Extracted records
◇ ◇ ◇ ◇ ◇ ◇ ◇
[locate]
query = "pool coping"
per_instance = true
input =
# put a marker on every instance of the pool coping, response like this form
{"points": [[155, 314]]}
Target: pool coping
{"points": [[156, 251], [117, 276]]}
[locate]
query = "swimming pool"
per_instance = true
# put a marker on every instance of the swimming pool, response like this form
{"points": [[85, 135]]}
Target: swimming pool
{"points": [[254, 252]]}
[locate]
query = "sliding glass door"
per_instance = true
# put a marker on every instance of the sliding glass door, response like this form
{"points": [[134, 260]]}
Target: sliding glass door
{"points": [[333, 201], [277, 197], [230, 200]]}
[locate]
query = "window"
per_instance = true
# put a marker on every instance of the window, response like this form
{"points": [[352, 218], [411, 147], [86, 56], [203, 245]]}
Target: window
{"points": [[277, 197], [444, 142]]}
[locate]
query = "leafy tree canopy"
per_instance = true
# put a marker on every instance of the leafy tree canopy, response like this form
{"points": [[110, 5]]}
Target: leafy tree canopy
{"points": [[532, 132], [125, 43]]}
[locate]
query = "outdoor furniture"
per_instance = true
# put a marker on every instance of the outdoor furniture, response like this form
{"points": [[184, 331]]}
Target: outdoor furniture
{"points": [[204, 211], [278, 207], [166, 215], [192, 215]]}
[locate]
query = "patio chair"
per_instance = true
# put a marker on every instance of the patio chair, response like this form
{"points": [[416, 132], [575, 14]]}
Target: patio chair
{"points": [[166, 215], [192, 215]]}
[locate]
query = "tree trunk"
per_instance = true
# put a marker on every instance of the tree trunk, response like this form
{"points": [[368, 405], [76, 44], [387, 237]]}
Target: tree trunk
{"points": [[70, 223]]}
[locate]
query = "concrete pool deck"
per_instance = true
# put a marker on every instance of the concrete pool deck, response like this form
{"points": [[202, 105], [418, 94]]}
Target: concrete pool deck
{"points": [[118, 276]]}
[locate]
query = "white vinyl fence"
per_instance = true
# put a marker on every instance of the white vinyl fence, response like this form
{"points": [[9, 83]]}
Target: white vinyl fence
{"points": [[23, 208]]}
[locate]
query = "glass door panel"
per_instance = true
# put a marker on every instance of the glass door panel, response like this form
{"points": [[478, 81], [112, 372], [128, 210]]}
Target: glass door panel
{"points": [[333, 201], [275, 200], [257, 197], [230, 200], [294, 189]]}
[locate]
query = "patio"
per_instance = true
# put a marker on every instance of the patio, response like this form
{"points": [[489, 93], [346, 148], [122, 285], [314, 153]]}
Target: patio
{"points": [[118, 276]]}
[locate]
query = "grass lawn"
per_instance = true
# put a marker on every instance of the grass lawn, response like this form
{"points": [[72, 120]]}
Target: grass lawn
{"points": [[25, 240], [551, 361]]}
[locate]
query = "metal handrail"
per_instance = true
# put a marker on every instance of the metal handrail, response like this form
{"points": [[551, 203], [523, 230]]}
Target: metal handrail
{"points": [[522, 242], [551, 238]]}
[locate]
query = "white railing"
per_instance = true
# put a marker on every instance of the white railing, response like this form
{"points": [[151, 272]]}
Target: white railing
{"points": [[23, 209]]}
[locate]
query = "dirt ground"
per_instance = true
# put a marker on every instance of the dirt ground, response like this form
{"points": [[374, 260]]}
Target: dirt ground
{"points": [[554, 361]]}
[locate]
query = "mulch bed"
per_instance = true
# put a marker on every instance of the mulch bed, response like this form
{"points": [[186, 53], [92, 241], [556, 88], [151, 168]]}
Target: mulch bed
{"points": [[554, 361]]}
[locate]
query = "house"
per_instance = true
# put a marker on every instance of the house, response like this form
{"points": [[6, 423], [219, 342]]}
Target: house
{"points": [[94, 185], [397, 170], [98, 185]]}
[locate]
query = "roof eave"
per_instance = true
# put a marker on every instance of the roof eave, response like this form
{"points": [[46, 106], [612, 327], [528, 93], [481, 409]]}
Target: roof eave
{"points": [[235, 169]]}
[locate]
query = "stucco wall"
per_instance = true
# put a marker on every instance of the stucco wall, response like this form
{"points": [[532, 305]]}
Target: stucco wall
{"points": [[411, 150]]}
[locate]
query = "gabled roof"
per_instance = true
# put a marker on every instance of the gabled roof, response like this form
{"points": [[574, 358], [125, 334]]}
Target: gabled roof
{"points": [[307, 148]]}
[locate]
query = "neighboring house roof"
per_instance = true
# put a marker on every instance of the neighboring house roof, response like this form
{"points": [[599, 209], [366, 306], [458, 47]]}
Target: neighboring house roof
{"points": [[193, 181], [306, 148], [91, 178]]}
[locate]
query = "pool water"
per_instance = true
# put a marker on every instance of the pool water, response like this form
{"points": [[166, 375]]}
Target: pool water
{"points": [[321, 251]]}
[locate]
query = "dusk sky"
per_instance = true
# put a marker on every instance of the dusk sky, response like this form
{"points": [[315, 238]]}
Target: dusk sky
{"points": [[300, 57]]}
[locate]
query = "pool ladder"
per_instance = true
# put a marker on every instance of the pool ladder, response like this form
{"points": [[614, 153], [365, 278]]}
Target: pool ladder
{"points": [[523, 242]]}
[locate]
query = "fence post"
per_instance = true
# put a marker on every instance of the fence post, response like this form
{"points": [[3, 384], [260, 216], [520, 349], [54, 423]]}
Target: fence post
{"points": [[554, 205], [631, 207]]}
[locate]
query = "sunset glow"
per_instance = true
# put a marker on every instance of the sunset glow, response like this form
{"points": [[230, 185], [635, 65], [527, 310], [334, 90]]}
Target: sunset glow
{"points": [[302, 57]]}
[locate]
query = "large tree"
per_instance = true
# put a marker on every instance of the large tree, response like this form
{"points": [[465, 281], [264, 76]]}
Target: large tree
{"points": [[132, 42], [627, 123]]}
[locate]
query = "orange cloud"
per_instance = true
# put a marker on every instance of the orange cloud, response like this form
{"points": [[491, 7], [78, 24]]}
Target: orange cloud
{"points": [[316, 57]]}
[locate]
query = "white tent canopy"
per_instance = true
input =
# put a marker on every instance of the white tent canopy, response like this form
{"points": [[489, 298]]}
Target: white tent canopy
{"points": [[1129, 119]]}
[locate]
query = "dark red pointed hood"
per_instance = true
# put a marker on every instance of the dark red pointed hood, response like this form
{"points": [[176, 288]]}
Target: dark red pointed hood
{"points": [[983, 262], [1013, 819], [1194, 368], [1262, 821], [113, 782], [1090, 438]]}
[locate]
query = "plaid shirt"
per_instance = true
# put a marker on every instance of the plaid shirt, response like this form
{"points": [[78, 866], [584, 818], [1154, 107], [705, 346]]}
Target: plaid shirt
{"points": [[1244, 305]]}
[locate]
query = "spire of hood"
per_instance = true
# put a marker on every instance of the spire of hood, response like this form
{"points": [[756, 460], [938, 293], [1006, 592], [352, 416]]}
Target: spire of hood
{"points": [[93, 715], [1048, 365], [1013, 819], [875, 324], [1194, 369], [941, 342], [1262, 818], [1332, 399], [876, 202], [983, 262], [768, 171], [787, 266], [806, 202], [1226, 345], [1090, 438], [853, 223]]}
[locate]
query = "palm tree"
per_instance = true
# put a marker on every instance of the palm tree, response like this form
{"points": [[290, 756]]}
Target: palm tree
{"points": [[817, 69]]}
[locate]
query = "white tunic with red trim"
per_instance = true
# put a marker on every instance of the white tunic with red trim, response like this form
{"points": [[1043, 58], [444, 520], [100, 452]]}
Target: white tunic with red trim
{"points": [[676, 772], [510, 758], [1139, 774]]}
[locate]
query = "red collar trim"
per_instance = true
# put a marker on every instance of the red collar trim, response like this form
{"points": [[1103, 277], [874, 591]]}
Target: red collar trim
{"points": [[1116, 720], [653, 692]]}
◇ ◇ ◇ ◇ ◇ ◇ ◇
**Problem details:** Transcribe all of the data above, keeping each line exactly as it stands.

**Completed exercise:**
[locate]
query = "pool coping"
per_instance = true
input =
# put a marker on every instance of the pool coping, response like this form
{"points": [[155, 314]]}
Target: pool coping
{"points": [[156, 251], [117, 276]]}
[locate]
query = "swimming pool"
per_instance = true
# put a marker on every instance of the swimming pool, response like this form
{"points": [[85, 135]]}
Target: swimming pool
{"points": [[254, 252]]}
[locate]
query = "sliding glass door"
per_instance = true
# put a marker on every instance of the sliding glass door, response like this form
{"points": [[134, 260]]}
Target: sliding glass door
{"points": [[333, 201], [277, 197], [230, 200]]}
[locate]
query = "window"
per_instance = true
# put a marker on every instance of the window, response like this form
{"points": [[352, 218], [411, 147], [86, 56], [203, 245]]}
Target: window
{"points": [[277, 197], [444, 142]]}
[locate]
query = "leafy tree canopy"
per_instance = true
# put a marker on every instance of the leafy tree canopy, response like this form
{"points": [[110, 5]]}
Target: leafy tree canopy
{"points": [[532, 132], [125, 43]]}
[locate]
query = "outdoor furniture"
per_instance = true
# put a marker on every instance of the outdoor furniture, response like this form
{"points": [[184, 331]]}
Target: outdoor furniture
{"points": [[204, 211], [278, 207], [166, 215], [192, 215]]}
[locate]
query = "patio chair"
per_instance = true
# put a marker on every instance of the patio chair, response like this form
{"points": [[416, 132], [575, 14]]}
Target: patio chair
{"points": [[166, 215], [192, 215]]}
[locate]
query = "tree trunk"
per_instance = true
# put a marker on every instance of the tree trunk, response like this form
{"points": [[368, 405], [76, 44], [387, 237]]}
Target: tree trunk
{"points": [[70, 223]]}
[locate]
query = "concrete pool deck"
per_instance = true
# put a marker on every instance of the concrete pool deck, response like this form
{"points": [[202, 105], [418, 94]]}
Target: concrete pool deck
{"points": [[118, 276]]}
[locate]
query = "white vinyl fence"
per_instance = true
# put a marker on every instance of the white vinyl fence, response like this form
{"points": [[9, 83]]}
Target: white vinyl fence
{"points": [[23, 208]]}
[locate]
query = "glass door panel"
per_instance = true
# put a marker on every instance of the glass door panel, response like this form
{"points": [[478, 81], [112, 372], [128, 210]]}
Target: glass door panel
{"points": [[333, 201], [275, 200], [257, 197], [230, 200], [294, 189]]}
[locate]
query = "patio"
per_instance = true
# put a marker on every instance of the patio, response like this form
{"points": [[489, 93], [346, 148], [122, 285], [314, 153]]}
Target: patio
{"points": [[118, 276]]}
[locate]
query = "grass lawn"
per_instance = true
# put a marker on every instance of the grass lawn, response like this form
{"points": [[72, 120]]}
Target: grass lawn
{"points": [[25, 240], [551, 361]]}
[locate]
query = "metal handrail"
per_instance = true
# put a marker on every instance of the metal handrail, response like this form
{"points": [[551, 203], [523, 230]]}
Target: metal handrail
{"points": [[522, 242], [551, 238]]}
[locate]
query = "white railing"
per_instance = true
# put a marker on every instance of the white railing, response like this form
{"points": [[151, 272]]}
Target: white railing
{"points": [[23, 209]]}
[locate]
query = "dirt ground"
per_instance = true
# put a marker on every instance of the dirt ground, response like this form
{"points": [[374, 260]]}
Target: dirt ground
{"points": [[554, 361]]}
[locate]
query = "mulch bed"
per_instance = true
# put a marker on every instance of the mulch bed, response like this form
{"points": [[186, 53], [92, 241], [556, 88], [151, 168]]}
Target: mulch bed
{"points": [[554, 361]]}
[locate]
query = "house"
per_instance = true
# put a marker on every instance of the house, response like this form
{"points": [[6, 423], [219, 342]]}
Target: house
{"points": [[94, 185], [397, 170], [98, 185]]}
[locate]
query = "roof eave"
per_instance = true
# put a marker on every instance of the roof eave, response like this form
{"points": [[46, 106], [612, 327], [528, 93], [481, 409]]}
Target: roof eave
{"points": [[235, 169]]}
[locate]
query = "stucco wall"
per_instance = true
# put a marker on every instance of the stucco wall, response like this form
{"points": [[532, 305]]}
Target: stucco wall
{"points": [[411, 150]]}
[locate]
query = "gabled roof"
per_instance = true
# put a marker on every instance of the gabled roof, response like this form
{"points": [[574, 358], [125, 334]]}
Target: gabled roof
{"points": [[307, 148]]}
[locate]
query = "neighboring house roof"
per_instance = true
# put a marker on every instance of the neighboring house roof, response like this form
{"points": [[599, 209], [366, 306], [458, 47]]}
Target: neighboring house roof
{"points": [[193, 181], [306, 148], [91, 178]]}
[locate]
query = "pool water"
per_instance = true
# put a marker on every instance of the pool water, response like this form
{"points": [[166, 375]]}
Target: pool water
{"points": [[321, 251]]}
[locate]
query = "dusk sky"
per_instance = true
# put a marker on every instance of the dusk sky, response like this form
{"points": [[315, 238]]}
Target: dusk sky
{"points": [[300, 57]]}
[locate]
query = "pool ladder"
per_instance = true
# put a marker on every instance of the pool ladder, response like this form
{"points": [[614, 153], [365, 278]]}
Target: pool ladder
{"points": [[523, 242]]}
[locate]
query = "fence post"
per_instance = true
# put a marker on every instance of the fence post, response like this form
{"points": [[3, 384], [260, 216], [520, 349], [54, 423]]}
Target: fence post
{"points": [[554, 205], [631, 207]]}
[locate]
query = "sunset glow"
per_instance = true
# put a marker on every instance of the sunset glow, response like this form
{"points": [[230, 185], [635, 65], [527, 310], [334, 90]]}
Target: sunset glow
{"points": [[302, 57]]}
[locate]
query = "large tree"
per_instance = true
# put a marker on every instance of the large tree, response like this form
{"points": [[465, 281], [264, 76]]}
Target: large tree
{"points": [[132, 42], [627, 123]]}
[locate]
query = "orange cloud"
per_instance = true
# put a marker on every instance of the orange cloud, response like this form
{"points": [[491, 7], [78, 24]]}
Target: orange cloud
{"points": [[316, 57]]}
[locate]
query = "white tent canopy"
per_instance = true
input =
# put a marker on every instance of the white tent canopy, response like this form
{"points": [[489, 298]]}
Target: white tent canopy
{"points": [[1129, 119]]}
[locate]
query = "dark red pointed hood"
per_instance = true
# put a marker on every instance of the dark red pointed hood, response like this form
{"points": [[176, 288]]}
Target: dark red pointed hood
{"points": [[983, 262], [1013, 819], [1194, 368], [1262, 821], [113, 782], [1090, 438]]}
[locate]
query = "plaid shirt"
per_instance = true
# put a marker on every instance of the plaid shirt, response like this form
{"points": [[78, 866], [584, 818], [1154, 107], [705, 346]]}
Target: plaid shirt
{"points": [[1244, 305]]}
[locate]
query = "spire of hood"
per_instance = true
# put a marker on every instance of the spire of hood, response like this form
{"points": [[756, 460], [938, 293], [1006, 592], [352, 416]]}
Target: spire of hood
{"points": [[93, 715], [1048, 365], [1013, 819], [875, 324], [1194, 369], [941, 342], [1262, 818], [1332, 399], [876, 202], [983, 262], [768, 171], [787, 266], [806, 202], [1226, 345], [1090, 438], [853, 223]]}
[locate]
query = "palm tree"
per_instance = true
# put a marker on every instance of the palm tree, response like this form
{"points": [[290, 756]]}
Target: palm tree
{"points": [[817, 69]]}
[locate]
query = "white tunic with red trim"
per_instance = true
# put a marker on every instance of the white tunic with red trim, response like this form
{"points": [[1043, 58], [444, 520], [100, 452]]}
Target: white tunic with red trim
{"points": [[676, 772], [510, 758], [1139, 774]]}
[locate]
query = "red collar trim"
per_instance = true
# put a marker on every instance of the red collar trim, response like this form
{"points": [[1103, 277], [874, 591]]}
Target: red collar trim
{"points": [[1116, 720], [653, 692]]}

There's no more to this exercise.